> [TEXT SEGMENT]:

## BEGIN

Mine was delivered today, and I put it together..
Currently watching the DVD..


----------



## challagan (Feb 7, 2006)

The DVD is done very well and the instructions are very clear. Congrats Mike, enjoy it! 

corey


----------



## curiousgeorge (Nov 6, 2006)

Good deal Mike! I hope you have as much fun with it as I do with mine.


----------



## scrollwolf (Sep 12, 2004)

*Got mine yesterday*

My IncraJig arrived yesterday afternoon, I assembled it and I have watched the video, I hope to cut some joints tomorrow.

scrollwolf


----------



## curiousgeorge (Nov 6, 2006)

Be sure and post some pics.


----------



## AxlMyk (Jun 13, 2006)

Used some scrap 1/2" baltic birch ply to build a box.. Figure I'll use it to store a pile of misc. drills I have stuffed in a drawer.. Used a 1/4" bit to rout a groove in the bottom for a piece of masonite..
Excuse the blurry pic.. Got a cheap ($20) digital cam and am trying it out..


----------



## challagan (Feb 7, 2006)

Scrollwolf, is yours mounted on the Oak Park set up? Looks good!

Corey


----------



## challagan (Feb 7, 2006)

Way to go Mike, looks great. 

Corey


----------



## Bob N (Oct 12, 2004)

Mine arrived and I just returned from a little trip. I hope to check it out tomorrow on my OP table.


----------



## scrollwolf (Sep 12, 2004)

Corey,
Yes it is on the Oak Park Table. I used a piece of MDF as a mounting board. I am planning to make some wood clamps and knobs to eliminate the other clamps shown in the picture. Knob type clamps will make for quicker and easier movement of the jig.

scrollwolf


----------



## challagan (Feb 7, 2006)

Thanks! It looks like it maybe time to make an Oak Park table  I think I will buy a top and build the case. Can't envision you clamping idea... Please post a photo Scrollwolf if you can. I was thinking of making the 9 inch board the jig is mounted to about an inch longer on each end and add a piece underneath the edge that rides along the outside edge of the table. Will still need clamps but it will slide back and forth like it has the slots as in the video. 

Corey


----------



## Bob N (Oct 12, 2004)

Corey,

This Bud's for you    :sold:


----------



## challagan (Feb 7, 2006)

Alright! Excellent...and thanks for posting the pics. I am going to order a OP top myself and do it right! Will work great with the Gifkin, of course the OP jigs and with the Incra... you got it all so I can't wait! Just got to decide on what I want under the hood... the big boy or the DW618  

Corey


----------



## Bob N (Oct 12, 2004)

618 gets better mileage


----------



## Bob N (Oct 12, 2004)

I wanted to revive this thread to let everyone know that I received my backordered template library, http://www.rockler.com/product.cfm?page=11496&cs=1 today from Rockler. This is a great item to have as accessory to this jig and I highly recommend picking it up if you can. Many template and project ideas are included and more scales to add to the jig itself to assist making all sorts of jointery.

:sold: :sold: :sold:


----------

## END

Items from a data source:
## BEGIN

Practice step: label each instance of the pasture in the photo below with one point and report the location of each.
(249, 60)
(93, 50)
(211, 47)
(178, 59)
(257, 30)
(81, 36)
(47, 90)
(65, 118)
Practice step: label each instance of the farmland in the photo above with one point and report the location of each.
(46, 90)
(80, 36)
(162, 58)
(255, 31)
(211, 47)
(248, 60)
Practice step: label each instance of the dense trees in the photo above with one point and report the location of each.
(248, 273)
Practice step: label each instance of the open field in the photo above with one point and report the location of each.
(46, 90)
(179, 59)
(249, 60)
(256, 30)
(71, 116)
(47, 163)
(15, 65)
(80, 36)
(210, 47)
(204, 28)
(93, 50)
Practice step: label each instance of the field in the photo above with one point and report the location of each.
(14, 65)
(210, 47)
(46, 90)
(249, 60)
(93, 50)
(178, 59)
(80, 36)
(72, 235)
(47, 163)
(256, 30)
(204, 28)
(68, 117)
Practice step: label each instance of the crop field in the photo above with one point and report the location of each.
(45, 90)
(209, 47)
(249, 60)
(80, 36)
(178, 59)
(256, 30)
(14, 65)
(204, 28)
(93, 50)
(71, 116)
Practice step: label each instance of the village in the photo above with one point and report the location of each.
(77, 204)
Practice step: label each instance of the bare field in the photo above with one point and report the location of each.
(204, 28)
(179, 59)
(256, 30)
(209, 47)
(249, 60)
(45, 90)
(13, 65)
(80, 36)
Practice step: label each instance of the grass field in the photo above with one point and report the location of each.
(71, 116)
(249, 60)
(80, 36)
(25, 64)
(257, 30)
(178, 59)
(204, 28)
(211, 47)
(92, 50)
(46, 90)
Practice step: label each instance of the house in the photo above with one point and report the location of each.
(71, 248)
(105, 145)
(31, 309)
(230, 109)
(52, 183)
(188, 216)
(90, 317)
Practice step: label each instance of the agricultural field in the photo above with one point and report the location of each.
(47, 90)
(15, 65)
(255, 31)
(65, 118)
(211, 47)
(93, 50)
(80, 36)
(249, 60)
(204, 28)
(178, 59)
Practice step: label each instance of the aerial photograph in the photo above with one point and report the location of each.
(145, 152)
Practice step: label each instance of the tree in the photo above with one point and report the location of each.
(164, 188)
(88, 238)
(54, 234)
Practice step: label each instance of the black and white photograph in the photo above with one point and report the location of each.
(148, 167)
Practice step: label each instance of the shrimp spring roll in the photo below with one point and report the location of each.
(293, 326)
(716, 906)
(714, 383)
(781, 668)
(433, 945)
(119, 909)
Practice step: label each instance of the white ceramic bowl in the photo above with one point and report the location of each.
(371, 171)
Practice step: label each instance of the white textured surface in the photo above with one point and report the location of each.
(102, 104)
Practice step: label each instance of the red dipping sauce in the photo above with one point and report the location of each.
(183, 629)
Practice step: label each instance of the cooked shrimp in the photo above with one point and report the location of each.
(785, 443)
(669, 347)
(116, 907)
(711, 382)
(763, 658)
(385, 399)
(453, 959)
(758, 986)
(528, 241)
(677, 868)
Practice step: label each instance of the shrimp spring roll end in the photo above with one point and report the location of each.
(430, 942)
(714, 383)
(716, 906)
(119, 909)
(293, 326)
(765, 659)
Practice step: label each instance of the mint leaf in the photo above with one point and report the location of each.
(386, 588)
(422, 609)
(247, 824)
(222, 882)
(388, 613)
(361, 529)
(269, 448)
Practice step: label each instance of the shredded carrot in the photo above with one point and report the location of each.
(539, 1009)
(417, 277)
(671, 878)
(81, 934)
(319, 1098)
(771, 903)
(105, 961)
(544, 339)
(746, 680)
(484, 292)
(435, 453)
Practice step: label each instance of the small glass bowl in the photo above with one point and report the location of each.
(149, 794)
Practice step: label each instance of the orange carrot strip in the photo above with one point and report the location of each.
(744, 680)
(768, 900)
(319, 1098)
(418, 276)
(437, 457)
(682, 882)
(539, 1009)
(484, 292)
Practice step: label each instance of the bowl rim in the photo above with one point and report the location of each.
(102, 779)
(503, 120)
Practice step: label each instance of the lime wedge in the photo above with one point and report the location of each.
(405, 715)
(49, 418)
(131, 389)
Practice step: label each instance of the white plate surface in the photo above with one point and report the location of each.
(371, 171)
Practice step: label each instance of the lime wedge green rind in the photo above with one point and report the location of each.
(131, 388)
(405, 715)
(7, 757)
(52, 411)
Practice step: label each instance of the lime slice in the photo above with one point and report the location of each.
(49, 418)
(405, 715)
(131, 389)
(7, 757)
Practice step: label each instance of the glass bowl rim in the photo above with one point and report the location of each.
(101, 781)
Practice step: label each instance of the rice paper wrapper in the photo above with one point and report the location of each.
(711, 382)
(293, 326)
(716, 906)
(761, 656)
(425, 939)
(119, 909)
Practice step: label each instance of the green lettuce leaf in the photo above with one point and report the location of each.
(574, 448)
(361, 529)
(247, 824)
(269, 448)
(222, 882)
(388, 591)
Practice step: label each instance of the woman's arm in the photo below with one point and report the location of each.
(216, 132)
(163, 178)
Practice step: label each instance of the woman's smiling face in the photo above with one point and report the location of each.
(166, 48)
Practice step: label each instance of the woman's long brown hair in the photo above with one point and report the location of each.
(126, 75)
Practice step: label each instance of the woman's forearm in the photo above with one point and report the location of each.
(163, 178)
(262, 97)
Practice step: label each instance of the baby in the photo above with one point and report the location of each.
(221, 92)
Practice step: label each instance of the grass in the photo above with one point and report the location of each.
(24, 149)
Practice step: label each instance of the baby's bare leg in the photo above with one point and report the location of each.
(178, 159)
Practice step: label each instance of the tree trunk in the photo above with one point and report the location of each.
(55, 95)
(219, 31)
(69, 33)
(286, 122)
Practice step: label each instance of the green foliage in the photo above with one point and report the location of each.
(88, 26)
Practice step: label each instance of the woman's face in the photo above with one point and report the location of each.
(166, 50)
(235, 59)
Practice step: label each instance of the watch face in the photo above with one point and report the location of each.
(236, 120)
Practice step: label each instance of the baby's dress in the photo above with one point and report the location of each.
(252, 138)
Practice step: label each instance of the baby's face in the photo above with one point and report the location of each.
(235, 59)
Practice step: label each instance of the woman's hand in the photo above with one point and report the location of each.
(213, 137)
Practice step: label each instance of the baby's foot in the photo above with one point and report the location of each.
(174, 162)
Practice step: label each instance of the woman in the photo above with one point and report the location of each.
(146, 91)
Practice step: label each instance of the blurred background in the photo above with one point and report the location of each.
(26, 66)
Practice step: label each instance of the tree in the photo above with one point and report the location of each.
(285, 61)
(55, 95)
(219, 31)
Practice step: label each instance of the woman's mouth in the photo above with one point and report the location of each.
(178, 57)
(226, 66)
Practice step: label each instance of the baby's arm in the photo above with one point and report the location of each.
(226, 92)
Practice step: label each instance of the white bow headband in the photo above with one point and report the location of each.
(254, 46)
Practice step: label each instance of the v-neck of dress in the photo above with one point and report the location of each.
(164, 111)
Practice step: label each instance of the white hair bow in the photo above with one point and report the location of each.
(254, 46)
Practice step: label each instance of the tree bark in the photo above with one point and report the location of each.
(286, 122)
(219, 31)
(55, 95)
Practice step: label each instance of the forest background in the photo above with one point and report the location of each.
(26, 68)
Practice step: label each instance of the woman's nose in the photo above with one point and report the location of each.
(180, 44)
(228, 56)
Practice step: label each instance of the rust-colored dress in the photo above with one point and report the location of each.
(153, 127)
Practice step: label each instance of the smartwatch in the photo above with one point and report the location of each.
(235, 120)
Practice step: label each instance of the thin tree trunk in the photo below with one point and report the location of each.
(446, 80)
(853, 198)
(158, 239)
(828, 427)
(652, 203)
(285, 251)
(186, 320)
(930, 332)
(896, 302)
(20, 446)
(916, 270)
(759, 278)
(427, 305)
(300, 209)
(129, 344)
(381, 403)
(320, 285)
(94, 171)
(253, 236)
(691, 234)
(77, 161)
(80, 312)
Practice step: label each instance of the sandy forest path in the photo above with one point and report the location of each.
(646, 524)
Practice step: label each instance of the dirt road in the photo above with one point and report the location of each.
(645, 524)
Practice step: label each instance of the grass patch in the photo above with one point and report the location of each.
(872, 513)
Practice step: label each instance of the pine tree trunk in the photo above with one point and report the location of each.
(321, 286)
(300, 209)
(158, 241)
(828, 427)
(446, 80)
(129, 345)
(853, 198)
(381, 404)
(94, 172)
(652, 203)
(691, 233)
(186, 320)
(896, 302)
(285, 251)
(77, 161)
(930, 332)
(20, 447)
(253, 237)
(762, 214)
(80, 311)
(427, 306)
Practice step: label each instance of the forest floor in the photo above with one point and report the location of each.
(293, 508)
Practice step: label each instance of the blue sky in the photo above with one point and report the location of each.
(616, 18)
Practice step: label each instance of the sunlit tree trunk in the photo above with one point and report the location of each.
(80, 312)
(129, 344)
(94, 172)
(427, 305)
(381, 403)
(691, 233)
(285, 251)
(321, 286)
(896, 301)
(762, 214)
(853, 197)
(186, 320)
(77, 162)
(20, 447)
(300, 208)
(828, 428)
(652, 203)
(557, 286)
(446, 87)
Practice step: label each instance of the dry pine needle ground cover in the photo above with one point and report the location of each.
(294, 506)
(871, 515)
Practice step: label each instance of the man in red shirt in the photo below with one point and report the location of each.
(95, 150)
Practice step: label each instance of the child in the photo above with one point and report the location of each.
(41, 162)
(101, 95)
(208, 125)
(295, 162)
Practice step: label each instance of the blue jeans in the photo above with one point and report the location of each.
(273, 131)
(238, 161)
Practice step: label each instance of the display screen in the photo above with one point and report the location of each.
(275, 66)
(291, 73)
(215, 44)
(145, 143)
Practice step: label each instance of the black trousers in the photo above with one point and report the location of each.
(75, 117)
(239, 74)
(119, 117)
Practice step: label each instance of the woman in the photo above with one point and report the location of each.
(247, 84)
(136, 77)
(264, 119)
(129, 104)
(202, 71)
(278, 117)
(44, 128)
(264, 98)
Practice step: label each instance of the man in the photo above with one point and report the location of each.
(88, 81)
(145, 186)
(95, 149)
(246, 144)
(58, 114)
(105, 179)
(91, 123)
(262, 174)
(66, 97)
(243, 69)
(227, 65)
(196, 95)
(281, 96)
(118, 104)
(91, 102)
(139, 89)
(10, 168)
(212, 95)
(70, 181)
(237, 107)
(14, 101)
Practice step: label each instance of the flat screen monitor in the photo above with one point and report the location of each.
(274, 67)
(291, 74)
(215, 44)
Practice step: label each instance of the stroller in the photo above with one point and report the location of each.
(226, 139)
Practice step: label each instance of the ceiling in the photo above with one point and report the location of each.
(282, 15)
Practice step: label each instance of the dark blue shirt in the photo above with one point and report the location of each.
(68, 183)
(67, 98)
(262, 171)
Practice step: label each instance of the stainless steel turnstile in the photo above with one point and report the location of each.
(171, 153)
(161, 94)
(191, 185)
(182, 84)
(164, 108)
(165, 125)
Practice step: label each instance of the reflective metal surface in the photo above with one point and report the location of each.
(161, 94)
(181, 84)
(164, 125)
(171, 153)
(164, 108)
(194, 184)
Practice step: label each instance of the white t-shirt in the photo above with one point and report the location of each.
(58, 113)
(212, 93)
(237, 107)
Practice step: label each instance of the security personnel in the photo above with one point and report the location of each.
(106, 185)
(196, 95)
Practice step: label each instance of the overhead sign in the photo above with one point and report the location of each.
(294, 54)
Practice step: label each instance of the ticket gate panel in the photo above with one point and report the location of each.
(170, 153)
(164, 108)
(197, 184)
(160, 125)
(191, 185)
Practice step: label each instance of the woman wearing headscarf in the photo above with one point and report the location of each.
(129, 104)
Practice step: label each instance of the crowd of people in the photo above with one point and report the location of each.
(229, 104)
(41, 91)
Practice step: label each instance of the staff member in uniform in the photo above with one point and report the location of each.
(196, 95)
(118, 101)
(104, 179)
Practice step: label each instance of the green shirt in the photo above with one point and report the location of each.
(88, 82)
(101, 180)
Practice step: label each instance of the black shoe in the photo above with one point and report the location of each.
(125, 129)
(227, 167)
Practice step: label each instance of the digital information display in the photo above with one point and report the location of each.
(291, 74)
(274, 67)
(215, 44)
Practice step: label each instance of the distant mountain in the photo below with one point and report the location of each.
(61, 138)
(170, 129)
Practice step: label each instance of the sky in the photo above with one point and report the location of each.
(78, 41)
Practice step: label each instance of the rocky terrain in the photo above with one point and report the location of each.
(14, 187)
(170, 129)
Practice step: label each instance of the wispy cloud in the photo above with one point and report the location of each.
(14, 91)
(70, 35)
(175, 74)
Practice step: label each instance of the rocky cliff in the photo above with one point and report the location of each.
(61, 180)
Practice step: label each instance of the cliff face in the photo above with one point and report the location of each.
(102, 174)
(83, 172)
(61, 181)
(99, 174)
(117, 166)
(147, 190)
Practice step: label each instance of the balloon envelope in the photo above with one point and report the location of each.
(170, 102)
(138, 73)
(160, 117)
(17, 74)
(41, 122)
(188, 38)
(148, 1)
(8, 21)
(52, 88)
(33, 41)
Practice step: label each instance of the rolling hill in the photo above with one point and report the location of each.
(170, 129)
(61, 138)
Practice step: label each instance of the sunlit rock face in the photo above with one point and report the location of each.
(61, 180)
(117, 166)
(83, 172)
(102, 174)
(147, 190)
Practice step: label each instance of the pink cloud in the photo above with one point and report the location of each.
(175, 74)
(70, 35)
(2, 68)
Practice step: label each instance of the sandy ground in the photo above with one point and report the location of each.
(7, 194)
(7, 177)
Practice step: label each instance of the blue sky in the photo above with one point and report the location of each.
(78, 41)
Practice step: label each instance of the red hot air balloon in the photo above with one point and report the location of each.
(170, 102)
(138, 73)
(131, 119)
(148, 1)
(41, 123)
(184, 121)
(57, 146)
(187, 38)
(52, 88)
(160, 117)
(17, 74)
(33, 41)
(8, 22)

## END

> [GIVEN TASK]: Please say whether each statement agrees with the forum thread, answering yes or no and quoting the deciding words: 1. scrollwolf used a piece of MDF as a mounting board. 2. AxlMyk built a box from 3/4" plywood. 3. challagan plans to buy a case and build the top for an Oak Park table. You won't need the data.

> [RESULT BELOW]:
1. Yes: "I used a piece of MDF as a mounting board."
2. No: "Used some scrap 1/2" baltic birch ply to build a box"
3. No: "I think I will buy a top and build the case."